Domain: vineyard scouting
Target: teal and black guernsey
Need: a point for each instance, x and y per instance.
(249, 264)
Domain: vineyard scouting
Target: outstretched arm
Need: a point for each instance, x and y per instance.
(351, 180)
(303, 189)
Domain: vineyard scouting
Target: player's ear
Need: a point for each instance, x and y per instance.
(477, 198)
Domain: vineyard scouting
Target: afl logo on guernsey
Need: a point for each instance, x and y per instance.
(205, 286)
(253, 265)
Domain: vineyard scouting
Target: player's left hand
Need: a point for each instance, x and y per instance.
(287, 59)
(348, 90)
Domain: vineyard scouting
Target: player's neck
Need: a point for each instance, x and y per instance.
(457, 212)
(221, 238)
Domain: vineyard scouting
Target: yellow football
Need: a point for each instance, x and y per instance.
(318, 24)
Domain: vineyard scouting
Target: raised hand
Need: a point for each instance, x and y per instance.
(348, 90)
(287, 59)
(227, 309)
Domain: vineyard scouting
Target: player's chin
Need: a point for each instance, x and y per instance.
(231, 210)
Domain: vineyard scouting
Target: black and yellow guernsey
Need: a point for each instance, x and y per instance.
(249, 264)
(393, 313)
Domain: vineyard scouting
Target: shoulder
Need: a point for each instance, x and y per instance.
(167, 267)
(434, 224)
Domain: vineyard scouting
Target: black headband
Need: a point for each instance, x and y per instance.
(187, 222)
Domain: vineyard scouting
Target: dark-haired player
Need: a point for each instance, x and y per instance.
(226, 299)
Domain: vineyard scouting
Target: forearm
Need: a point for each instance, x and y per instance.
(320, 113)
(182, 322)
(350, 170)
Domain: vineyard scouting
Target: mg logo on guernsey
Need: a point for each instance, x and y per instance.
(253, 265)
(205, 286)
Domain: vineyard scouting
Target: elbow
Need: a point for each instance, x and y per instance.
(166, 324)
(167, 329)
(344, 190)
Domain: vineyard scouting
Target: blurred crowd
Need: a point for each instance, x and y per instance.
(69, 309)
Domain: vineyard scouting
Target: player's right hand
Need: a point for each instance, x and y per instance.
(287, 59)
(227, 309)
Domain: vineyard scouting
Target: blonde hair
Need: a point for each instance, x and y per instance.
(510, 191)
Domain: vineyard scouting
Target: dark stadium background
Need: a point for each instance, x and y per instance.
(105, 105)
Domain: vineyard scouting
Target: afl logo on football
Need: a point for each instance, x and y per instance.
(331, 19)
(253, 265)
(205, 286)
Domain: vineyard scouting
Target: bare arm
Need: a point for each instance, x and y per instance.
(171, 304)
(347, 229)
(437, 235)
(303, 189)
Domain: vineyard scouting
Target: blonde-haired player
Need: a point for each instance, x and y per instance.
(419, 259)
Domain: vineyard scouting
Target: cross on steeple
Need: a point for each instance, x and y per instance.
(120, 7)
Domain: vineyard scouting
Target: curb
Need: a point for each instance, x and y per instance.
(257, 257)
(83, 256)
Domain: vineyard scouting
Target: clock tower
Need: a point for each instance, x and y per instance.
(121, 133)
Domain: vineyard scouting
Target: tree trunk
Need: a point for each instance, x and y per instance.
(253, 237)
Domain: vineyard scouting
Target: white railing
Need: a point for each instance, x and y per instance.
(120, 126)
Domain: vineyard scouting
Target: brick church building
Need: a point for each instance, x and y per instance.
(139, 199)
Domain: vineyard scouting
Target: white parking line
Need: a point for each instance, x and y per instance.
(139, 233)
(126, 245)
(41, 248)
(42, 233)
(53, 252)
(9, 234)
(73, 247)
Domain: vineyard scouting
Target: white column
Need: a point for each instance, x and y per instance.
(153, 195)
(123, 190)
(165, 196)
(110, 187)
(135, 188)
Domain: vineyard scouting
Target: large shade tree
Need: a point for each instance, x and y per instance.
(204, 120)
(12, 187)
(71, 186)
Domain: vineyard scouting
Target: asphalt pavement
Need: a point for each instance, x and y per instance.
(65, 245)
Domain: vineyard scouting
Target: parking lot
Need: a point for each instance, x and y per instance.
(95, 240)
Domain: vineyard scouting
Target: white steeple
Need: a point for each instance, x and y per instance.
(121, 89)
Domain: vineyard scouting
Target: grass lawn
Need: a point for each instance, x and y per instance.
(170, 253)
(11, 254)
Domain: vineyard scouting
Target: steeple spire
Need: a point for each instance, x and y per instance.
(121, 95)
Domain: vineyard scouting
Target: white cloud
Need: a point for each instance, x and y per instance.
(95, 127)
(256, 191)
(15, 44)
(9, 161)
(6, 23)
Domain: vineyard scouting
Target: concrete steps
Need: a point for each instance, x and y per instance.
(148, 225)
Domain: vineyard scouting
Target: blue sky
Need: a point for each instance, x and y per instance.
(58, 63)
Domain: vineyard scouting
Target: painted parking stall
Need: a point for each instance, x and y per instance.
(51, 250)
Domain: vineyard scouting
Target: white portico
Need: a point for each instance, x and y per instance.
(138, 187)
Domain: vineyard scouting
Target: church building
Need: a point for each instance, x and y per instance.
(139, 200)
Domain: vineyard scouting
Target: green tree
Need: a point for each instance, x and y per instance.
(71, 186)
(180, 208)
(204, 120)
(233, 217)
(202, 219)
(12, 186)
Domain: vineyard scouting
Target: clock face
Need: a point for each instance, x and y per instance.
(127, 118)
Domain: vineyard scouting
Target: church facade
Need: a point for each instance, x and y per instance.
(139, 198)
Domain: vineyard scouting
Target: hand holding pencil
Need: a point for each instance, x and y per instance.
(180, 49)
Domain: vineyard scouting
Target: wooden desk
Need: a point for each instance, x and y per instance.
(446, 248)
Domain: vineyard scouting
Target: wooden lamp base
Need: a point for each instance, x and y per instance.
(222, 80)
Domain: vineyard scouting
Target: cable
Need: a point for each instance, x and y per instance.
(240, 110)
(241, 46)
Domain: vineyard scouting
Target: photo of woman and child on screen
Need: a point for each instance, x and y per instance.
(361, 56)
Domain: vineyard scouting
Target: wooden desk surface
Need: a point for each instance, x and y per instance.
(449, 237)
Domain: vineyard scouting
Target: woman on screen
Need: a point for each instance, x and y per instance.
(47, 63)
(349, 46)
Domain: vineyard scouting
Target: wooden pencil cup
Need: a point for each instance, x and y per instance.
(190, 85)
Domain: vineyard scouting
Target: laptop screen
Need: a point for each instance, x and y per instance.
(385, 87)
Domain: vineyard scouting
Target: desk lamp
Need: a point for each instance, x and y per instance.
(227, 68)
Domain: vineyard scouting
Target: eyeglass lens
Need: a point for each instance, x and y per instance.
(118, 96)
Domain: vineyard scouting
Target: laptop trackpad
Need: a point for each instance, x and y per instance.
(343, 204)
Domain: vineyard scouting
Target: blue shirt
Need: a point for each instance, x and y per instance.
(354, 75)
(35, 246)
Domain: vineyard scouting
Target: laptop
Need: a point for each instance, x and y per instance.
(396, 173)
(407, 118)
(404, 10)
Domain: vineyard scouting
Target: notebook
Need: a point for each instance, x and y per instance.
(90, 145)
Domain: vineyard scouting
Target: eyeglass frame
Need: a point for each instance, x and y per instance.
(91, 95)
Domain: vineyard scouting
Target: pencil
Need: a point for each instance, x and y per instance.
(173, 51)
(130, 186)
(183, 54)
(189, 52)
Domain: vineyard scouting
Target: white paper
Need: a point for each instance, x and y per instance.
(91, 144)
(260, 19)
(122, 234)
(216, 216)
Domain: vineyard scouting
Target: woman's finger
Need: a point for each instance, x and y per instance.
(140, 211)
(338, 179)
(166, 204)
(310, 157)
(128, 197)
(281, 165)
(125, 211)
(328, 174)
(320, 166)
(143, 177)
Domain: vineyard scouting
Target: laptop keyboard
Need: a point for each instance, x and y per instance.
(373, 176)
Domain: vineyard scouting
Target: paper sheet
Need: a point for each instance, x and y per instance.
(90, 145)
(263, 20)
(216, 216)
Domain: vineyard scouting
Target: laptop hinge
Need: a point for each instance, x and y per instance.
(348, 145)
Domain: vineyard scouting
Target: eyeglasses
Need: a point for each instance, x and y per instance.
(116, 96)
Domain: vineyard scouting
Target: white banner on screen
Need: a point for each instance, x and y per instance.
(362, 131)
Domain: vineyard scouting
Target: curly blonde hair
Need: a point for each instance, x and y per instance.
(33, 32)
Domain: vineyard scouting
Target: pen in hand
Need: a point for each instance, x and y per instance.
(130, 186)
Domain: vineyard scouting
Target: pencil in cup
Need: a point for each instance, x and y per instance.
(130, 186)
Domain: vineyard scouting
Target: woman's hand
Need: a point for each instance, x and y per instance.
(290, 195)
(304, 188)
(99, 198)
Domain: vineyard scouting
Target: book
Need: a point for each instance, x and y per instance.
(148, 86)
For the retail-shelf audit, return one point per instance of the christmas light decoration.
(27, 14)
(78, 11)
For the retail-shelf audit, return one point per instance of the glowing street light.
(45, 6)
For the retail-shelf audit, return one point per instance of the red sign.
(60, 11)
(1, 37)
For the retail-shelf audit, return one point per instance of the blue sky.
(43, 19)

### Exercise requirements
Looking at the records, how many lines include "paper"? Respond with the number only.

### Solution to this exercise
2